Data Integration E2open
Overview
The Data Integration feature enables teams to connect and manage data from multiple enterprise systems in one place. Within e2open’s Sales & Operations Planning suite, it provides a reliable data foundation that helps planning teams make informed decisions across supply, demand, and execution.
My contribution
User research User experience Product design
The team
1 × product designer 1 x project manager 2 x developers
Year
2026

Challenge
The core challenge was rethinking a legacy system to better support complex workflows and user expectations, with a focus on two key priorities:
- Modernizing the legacy 'Harmony' design system by upgrading to its next iteration, 'Modern Harmony'.
- Improving usability and reducing setup friction through more predictable interactions.
Solution
The redesign treats data integration as a cohesive system, not a collection of screens. Clear structure, task‑efficient flows, and meaningful feedback help users confidently set up, monitor, and manage complex integrations.

• **Supplied entries**

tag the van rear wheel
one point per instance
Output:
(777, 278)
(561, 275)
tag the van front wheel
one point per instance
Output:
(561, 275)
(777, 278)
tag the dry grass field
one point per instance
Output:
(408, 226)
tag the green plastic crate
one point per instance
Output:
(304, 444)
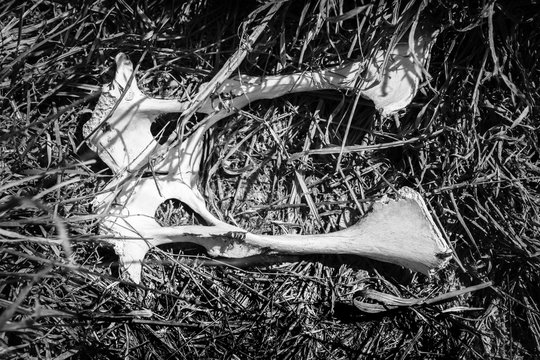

• **What the task requires**
Extend the write-up on the Data Integration redesign, starting right after its final sentence about how users set up, monitor, and manage complex integrations.

• **Answer for the task**
Empathy
Domain Context
Before jumping into design, I collaborated with internal SMEs to understand the end‑to‑end behavior of data integration within the planning suite and its constraints.
Competitive Analysis
While competitors focus on fast, template‑driven integrations, they often fall short in supporting complex enterprise workflows. By addressing this gap, e2open can deliver a more scalable and usable integration experience.



User Interviews
Rather than asking “what’s broken,” I explored how users make sense of complexity. The interviews focused on moments where the product should guide, reassure, or explain, so the experience feels predictable instead of procedural.
Participant Profile
- 3 participants
- Target users: Professional Services, Administrators
- Interview Mode: Microsoft Teams Video calls
- Format: Semi‑structured interviews
- Length: 30–45 minutes each
Interview Findings
- Users want easier connectivity between DX and downstream apps (e.g., planning/execution modules).
- Navigation across setup and automation feels fragmented, slowing task completion.
- Limited visibility into system status makes monitoring feel uncertain.
- Users rely on workarounds because reuse/duplication isn’t built into the core workflow.
- When something breaks, users often wait 2–3 days for external help to pinpoint the cause and unblock work.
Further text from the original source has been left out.